## [DO THIS]
Put every line of the listing below, from the one containing "the arched doorway" through the end of the listing, into a JSON list of strings, one string per line, with both ends included and blank lines left out.

## [DATA]
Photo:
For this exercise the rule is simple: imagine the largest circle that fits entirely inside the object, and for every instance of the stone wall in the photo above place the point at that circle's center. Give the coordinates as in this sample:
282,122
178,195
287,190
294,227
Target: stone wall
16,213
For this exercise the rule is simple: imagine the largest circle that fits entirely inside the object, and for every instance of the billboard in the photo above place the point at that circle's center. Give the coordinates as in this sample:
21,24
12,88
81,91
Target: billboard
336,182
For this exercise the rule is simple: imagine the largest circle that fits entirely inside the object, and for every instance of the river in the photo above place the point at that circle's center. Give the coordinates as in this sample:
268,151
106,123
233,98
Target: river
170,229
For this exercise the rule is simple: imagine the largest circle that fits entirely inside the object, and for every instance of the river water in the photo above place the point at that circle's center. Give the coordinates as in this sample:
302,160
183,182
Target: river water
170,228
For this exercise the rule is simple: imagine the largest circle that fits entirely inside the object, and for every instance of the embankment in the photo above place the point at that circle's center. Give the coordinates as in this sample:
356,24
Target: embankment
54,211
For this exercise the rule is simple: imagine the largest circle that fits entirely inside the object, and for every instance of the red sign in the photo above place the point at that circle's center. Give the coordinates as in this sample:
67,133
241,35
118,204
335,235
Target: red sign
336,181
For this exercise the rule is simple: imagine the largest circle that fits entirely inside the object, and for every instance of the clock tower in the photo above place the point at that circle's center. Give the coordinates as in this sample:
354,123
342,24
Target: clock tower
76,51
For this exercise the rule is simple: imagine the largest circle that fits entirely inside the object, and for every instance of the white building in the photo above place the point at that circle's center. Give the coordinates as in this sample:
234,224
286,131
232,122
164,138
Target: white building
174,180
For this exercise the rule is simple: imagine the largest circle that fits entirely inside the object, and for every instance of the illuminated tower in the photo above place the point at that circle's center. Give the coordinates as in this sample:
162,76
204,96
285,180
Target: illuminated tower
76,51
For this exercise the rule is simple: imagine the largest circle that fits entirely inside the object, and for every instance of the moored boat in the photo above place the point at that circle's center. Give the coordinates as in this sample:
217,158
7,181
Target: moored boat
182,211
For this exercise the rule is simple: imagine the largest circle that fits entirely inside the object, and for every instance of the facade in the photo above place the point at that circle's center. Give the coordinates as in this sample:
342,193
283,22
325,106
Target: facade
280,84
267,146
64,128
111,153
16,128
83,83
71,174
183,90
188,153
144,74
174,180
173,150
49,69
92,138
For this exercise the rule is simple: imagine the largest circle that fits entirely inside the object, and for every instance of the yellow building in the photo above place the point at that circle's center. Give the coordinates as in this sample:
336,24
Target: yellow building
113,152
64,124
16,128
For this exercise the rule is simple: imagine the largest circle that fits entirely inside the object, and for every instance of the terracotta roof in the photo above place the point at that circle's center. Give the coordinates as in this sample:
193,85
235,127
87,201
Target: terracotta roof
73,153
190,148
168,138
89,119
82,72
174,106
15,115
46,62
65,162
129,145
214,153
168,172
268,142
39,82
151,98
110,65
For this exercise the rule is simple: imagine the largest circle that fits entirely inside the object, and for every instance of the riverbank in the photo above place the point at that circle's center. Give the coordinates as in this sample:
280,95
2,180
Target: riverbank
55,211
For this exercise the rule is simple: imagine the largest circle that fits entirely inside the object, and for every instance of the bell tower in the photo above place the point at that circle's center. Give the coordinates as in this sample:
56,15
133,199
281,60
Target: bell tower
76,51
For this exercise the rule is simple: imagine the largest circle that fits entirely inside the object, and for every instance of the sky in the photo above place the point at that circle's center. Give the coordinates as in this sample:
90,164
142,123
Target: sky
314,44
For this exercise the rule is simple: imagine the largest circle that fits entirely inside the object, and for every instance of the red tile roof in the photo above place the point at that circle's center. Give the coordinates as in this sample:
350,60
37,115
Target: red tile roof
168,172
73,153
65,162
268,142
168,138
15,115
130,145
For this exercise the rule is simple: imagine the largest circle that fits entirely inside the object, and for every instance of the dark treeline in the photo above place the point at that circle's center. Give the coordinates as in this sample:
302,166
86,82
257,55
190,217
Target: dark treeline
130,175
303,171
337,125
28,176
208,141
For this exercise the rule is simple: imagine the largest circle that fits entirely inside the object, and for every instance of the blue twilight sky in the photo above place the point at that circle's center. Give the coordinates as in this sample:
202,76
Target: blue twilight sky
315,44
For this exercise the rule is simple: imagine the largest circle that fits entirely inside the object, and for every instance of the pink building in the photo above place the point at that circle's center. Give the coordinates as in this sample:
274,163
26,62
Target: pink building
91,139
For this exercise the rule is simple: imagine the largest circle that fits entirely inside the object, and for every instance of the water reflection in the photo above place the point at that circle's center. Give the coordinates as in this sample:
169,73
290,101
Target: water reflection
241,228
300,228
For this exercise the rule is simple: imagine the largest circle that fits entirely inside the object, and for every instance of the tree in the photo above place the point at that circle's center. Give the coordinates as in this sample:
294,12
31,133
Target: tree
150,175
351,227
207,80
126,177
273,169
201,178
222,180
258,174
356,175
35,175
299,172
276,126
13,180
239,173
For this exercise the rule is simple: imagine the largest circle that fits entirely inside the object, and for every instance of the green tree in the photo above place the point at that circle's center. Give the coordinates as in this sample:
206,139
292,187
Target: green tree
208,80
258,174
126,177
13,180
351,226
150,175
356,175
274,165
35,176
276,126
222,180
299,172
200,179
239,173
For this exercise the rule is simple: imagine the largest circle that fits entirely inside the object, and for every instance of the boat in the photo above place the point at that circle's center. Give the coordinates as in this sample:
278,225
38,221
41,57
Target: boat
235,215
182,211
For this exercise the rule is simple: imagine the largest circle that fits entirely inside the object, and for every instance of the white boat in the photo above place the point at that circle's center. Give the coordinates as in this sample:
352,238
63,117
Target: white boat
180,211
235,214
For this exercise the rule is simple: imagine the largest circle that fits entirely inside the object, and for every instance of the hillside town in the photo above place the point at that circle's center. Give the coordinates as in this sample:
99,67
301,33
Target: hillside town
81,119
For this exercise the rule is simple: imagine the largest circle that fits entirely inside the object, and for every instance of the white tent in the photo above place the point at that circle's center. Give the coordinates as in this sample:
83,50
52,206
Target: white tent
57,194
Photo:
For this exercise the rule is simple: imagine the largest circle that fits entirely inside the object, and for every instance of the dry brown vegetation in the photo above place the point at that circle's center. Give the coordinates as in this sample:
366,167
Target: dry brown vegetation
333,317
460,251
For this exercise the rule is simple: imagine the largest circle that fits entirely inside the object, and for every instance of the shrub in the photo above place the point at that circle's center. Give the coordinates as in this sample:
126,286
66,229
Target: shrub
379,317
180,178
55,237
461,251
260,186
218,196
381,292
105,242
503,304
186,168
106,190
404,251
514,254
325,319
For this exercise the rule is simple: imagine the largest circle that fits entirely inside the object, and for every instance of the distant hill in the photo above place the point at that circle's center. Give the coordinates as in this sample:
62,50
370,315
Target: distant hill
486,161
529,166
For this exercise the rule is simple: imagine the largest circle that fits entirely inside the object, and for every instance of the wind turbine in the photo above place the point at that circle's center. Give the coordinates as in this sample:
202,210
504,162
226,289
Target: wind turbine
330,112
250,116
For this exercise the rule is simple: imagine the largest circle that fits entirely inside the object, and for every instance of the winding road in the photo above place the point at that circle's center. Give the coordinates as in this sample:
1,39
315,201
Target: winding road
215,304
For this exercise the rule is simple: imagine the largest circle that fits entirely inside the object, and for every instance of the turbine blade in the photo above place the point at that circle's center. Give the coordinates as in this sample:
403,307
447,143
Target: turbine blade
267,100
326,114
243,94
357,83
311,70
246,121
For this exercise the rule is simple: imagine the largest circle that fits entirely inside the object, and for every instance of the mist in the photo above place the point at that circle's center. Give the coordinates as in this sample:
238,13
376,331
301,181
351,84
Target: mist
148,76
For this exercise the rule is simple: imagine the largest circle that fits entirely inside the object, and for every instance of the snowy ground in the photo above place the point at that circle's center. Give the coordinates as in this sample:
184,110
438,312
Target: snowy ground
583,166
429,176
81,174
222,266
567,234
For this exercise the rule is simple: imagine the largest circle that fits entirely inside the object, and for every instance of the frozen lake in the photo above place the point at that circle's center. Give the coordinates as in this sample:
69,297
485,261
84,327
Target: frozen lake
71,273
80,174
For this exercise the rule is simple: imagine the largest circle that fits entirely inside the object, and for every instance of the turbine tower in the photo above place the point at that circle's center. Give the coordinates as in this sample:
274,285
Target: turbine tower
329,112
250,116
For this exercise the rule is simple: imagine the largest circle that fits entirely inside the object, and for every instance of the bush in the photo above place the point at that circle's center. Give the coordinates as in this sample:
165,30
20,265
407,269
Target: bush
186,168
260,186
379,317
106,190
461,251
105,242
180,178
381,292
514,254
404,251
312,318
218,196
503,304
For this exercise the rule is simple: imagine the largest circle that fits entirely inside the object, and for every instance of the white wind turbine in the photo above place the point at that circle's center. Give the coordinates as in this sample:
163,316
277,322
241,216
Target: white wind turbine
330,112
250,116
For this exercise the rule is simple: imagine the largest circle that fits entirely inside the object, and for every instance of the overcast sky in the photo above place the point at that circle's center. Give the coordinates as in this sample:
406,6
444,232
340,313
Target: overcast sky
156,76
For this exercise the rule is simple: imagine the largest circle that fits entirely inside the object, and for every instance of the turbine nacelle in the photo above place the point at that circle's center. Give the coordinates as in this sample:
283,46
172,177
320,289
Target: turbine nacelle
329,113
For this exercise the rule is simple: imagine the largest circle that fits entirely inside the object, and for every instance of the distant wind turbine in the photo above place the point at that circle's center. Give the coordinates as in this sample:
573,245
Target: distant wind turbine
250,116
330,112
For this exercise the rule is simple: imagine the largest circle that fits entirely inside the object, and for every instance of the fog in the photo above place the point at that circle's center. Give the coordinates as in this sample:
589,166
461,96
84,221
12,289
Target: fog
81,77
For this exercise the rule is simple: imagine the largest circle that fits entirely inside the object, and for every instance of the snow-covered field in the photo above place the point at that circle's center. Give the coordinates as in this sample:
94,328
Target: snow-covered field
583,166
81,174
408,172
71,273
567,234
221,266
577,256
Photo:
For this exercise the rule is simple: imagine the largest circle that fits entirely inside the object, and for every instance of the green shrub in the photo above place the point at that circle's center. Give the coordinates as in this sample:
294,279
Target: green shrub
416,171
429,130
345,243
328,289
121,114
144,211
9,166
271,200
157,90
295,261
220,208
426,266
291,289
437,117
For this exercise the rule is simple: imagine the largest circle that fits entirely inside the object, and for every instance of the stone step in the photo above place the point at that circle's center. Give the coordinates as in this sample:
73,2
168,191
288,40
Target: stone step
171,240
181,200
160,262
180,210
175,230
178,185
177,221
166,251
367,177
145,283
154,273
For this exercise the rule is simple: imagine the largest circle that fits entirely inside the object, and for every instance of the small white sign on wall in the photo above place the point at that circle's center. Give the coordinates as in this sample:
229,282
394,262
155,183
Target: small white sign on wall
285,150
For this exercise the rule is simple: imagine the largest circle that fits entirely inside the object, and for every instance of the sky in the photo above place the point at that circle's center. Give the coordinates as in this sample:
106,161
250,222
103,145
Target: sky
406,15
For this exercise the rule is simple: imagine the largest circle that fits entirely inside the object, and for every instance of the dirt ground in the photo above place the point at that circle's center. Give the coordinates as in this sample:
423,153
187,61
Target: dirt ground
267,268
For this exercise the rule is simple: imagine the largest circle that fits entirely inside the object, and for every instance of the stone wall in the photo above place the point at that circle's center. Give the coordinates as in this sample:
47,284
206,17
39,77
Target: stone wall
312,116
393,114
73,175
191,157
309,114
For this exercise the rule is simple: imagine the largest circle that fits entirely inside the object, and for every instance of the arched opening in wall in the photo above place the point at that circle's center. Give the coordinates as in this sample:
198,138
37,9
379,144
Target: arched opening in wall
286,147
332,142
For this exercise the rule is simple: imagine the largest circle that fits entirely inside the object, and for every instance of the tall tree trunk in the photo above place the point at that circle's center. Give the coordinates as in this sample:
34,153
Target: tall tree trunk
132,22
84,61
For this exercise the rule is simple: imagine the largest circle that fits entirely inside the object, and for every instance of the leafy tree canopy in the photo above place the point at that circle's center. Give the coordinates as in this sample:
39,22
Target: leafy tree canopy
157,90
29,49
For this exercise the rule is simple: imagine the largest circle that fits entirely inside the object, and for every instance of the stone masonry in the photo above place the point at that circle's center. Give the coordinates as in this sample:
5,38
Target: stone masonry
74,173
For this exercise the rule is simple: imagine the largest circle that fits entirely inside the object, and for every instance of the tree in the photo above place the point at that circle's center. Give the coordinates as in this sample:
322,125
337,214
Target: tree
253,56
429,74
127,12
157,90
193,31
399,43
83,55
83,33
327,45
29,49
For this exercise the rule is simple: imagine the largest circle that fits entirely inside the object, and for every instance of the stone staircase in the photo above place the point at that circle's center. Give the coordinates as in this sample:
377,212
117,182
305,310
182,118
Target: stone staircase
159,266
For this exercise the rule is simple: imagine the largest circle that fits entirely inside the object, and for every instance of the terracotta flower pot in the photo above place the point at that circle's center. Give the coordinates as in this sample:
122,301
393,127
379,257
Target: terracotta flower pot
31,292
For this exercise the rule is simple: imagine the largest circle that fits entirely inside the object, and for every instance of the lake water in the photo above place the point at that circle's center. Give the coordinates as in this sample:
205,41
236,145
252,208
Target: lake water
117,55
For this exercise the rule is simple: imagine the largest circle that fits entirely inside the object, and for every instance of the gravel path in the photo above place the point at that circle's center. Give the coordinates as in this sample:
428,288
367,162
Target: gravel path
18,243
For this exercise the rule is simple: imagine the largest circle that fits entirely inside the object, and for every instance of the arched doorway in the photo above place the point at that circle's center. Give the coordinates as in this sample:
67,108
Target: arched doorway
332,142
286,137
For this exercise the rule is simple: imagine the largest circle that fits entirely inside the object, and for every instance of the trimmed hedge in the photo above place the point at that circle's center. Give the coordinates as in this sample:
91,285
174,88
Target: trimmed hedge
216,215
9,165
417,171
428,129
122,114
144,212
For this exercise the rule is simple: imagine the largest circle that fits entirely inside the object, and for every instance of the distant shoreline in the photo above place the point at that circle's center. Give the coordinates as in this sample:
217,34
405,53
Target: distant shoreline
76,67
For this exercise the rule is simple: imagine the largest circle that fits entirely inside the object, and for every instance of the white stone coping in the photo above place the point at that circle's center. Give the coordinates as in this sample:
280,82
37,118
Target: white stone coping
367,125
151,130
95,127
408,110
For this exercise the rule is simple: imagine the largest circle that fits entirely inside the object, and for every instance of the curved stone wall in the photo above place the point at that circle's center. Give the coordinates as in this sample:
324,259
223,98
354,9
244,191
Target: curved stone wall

## [OUTPUT OF THE EXERCISE]
[
  "For this exercise the rule is simple: imagine the largest circle that fits entirely inside the object, and for every instance of the arched doorway in the photo above place the point at that circle's center. Give the coordinates as in this sample:",
  "67,108",
  "Target: arched doorway",
  "332,142",
  "286,137",
  "For this exercise the rule is simple: imagine the largest circle that fits entirely inside the object, and for every instance of the trimmed hedge in the photo above place the point at that circle's center. Give the coordinates as in this sample:",
  "91,285",
  "174,88",
  "Target: trimmed hedge",
  "216,215",
  "9,165",
  "417,171",
  "428,129",
  "122,114",
  "144,212",
  "For this exercise the rule is simple: imagine the largest circle that fits entirely inside the object, and for every instance of the distant shoreline in the photo above place the point at that circle's center. Give the coordinates as in this sample:",
  "217,34",
  "405,53",
  "Target: distant shoreline",
  "76,67",
  "For this exercise the rule is simple: imagine the largest circle that fits entirely inside the object, and for every instance of the white stone coping in the photo above place the point at that circle's center. Give the coordinates as in this sample:",
  "280,82",
  "37,118",
  "Target: white stone coping",
  "367,125",
  "151,130",
  "95,127",
  "408,110",
  "For this exercise the rule is simple: imagine the largest circle that fits entirely inside the object, and for every instance of the curved stone wall in the photo above place the point at that circle's center. Give the coordinates as in this sample:",
  "324,259",
  "223,98",
  "354,9",
  "244,191",
  "Target: curved stone wall"
]